** What is being asked **
Lines from the one containing "wiper, one point per instance." through the end of the data below are to be transcribed exactly; leave out all others.
==== The records
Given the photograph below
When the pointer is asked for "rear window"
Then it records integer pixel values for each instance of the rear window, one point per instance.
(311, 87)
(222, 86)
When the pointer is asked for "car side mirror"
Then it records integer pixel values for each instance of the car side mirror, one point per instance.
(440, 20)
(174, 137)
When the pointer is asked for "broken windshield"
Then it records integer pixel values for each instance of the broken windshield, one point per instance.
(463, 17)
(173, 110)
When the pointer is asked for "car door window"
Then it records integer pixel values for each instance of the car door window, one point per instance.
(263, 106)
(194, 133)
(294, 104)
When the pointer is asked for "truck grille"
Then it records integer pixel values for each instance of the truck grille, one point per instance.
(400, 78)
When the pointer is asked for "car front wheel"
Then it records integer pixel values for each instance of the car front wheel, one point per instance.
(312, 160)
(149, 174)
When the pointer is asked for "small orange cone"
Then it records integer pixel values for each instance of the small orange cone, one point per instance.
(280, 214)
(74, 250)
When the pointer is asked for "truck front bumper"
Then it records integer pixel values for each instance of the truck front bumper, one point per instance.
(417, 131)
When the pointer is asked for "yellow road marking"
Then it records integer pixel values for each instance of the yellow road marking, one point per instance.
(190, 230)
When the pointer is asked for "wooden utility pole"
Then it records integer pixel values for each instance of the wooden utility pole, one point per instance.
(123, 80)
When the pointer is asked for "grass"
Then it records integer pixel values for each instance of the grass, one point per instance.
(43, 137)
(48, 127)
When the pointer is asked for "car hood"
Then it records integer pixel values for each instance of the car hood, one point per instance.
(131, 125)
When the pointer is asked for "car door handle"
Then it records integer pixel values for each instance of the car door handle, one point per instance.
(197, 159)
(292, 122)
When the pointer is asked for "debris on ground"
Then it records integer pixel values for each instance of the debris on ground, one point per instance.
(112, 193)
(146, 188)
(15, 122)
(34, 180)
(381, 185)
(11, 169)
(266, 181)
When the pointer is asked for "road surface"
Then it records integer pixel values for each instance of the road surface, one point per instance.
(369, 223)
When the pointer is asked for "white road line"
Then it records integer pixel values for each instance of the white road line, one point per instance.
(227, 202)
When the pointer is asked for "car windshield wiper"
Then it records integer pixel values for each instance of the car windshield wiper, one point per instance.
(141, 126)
========
** Result for this task **
Then it records integer pixel values for each instance of the car windshield wiper, one point per instance.
(141, 126)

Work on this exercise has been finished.